**TEXT SECTION**

In either case, it can be important that the liquids flow in a
controlled manner. For example, if opposing flow transport is being
used as an ion bridge between ion-selective electrodes, hereinafter
"ISE", two liquids are introduced into the spacing between the
surfaces to advance in opposite directions ideally at equal rates
to meet at a predetermined junction, as explained, for example, in
my U.S. Pat. No. 4,271,119, issued on June 2, 1981. However, when
testing biological liquids against a reference liquid having a
different viscosity and/or surface tension, using the differential
analysis of the aforesaid patent, it is common for the one liquid
to flow much faster than the other. If the faster flow pushes into
contact with the ISE that is intended for the other liquid, the
test is ruined. To keep this from happening, I have disclosed
techniques such as the coating of at least one of the opposing
capillary surfaces with a water-swellable or water-dissolvable
substance, as described, for example, in my U.S. application Ser.
No. 537,553, filed on Oct. 3, 1983, now U.S. Pat. No. 4,549,952,
entitled "Capillary Transport Device Having Means for Increasing
the Viscosity of the Transported Liquid", which is a
continuation-in-part application of U.S. Ser. No. 443,785, filed on
Nov. 22, 1982 now abandoned. Although such coatings are very
effective, they do require the additional step of applying the
coating. In some cases it would be advantageous if a speed-of-flow
control could be constructed that does not require an additional
layer of material. On the other hand, mechanical constraints to
flow tend to be objectionable because they can cause air
entrapment. Such air entrapment is undesirable as it tends to
unpredictably interfere with flow through the transport. A
capillary transport device is described in my U.S. Pat. No.
4,233,029, issued on Nov. 11, 1980, having ribs that restrain the
flow between capillary surfaces while avoiding air entrapment.

**REQUIRED TASKS**
- 1) Please copy the capillary flow passage from "No. 537,553, filed" to "in my U.S. Pat. No." without changing any wording.
- 2) Extend the capillary flow passage beyond its final sentence, keeping its style and subject.

**INFORMATION SUPPLIED**
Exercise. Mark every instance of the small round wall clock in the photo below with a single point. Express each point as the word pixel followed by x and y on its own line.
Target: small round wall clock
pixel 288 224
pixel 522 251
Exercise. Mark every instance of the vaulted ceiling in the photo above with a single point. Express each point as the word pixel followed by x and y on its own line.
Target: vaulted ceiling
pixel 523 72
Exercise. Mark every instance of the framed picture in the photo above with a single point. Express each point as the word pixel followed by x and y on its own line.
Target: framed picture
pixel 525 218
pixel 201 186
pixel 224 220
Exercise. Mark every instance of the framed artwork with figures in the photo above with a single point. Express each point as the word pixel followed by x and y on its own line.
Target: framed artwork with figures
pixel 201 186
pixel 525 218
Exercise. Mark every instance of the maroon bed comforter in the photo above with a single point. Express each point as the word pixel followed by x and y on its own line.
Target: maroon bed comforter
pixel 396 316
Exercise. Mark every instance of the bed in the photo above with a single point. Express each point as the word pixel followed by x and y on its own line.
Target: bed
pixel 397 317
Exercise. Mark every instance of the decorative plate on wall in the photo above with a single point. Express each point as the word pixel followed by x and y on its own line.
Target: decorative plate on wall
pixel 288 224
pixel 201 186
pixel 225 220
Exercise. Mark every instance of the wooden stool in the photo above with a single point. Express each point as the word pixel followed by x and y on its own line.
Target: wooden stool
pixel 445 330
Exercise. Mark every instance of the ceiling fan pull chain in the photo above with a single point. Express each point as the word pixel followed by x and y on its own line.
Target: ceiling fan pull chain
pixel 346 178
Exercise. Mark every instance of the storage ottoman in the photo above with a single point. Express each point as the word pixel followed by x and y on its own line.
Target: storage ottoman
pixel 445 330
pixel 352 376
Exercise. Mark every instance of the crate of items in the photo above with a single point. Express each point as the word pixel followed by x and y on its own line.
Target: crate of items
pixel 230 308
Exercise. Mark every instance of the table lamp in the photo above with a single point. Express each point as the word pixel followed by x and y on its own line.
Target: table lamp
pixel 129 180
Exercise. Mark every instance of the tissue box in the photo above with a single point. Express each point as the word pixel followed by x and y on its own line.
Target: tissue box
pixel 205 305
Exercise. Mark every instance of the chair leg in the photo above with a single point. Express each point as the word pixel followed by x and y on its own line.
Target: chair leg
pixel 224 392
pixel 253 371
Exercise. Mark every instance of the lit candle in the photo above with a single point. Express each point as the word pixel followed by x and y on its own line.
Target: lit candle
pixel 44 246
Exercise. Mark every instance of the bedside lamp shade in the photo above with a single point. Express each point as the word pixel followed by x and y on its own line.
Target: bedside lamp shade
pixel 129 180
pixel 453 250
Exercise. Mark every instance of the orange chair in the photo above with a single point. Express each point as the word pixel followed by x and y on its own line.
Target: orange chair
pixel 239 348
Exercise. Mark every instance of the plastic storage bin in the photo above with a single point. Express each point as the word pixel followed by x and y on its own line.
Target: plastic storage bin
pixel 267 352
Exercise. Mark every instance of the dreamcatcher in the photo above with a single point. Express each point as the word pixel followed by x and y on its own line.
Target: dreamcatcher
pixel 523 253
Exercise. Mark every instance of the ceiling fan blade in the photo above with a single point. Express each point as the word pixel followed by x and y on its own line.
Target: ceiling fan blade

**SOLVED PROBLEMS**
- 1)
No. 537,553, filed on Oct. 3, 1983, now U.S. Pat. No. 4,549,952,
entitled "Capillary Transport Device Having Means for Increasing
the Viscosity of the Transported Liquid", which is a
continuation-in-part application of U.S. Ser. No. 443,785, filed on
Nov. 22, 1982 now abandoned. Although such coatings are very
effective, they do require the additional step of applying the
coating. In some cases it would be advantageous if a speed-of-flow
control could be constructed that does not require an additional
layer of material. On the other hand, mechanical constraints to
flow tend to be objectionable because they can cause air
entrapment. Such air entrapment is undesirable as it tends to
unpredictably interfere with flow through the transport. A
capillary transport device is described in my U.S. Pat. No.

- 2)
However, to make the flow completely predictable, the ribs are
provided on both of the opposed capillary surfaces. It is desirable
at least from the standpoint of production to provide controlled
flow wherein at least one of the opposing capillary surfaces is
left generally smooth. Prior to this invention, it has not been
clear how this could be done and still avoid air entrapment.
SUMMARY OF THE INVENTION
I have discovered a capillary transport construction that acts to
control factors such as the speed of capillary flow in a capillary
transport without requiring the use of a gelatinous coating or a
coating that dissolves.
More specifically, there is provided a liquid-transport device
having two opposed surfaces spaced apart a distance effective to
induce capillary flow between the surfaces of introduced liquid and
thus provide a capillary zone, and access means for admitting
liquids to the zone. This device is improved in that one of the
surfaces includes (a) spaced-apart energy barriers extending across
a portion of the primary direction of travel of liquid through the
zone, the barriers (i) having a height less than the distance
between the surfaces and (ii) being effective to retard the rate of
flow of liquid through the zone, and (b) slot means for preventing
air entrapment between the energy barriers. In accord with one
embodiment of the invention, such slot means are located in each of
the energy barriers. In accord with another embodiment of the
invention, such slot means are located in every other one of said
barriers.
In accordance with another aspect of the invention, there is also
provided a method for producing a non-mixing junction between two
dissimilar but miscible liquids. The method comprises the steps of
(a) introducing both of the liquids into a transport zone having a
spacing that induces the liquids to flow under capillary
attraction, and (b) allowing the liquids to flow through the zone,
side-by-side.
Thus, it is an advantageous feature of the invention that the
capillary surfaces of the transport provide mechanical energy
barriers to the flow effective to control the velocity and the
shape of the advancing contact line, without causing air
entrapment.
It is a further advantageous feature that such control is achieved
without requiring both opposing capillary surfaces to be specially
modified.
Other advantageous features will become apparent upon reference to
the following "Description of the Preferred Embodiments", when read
in light of the attached drawings.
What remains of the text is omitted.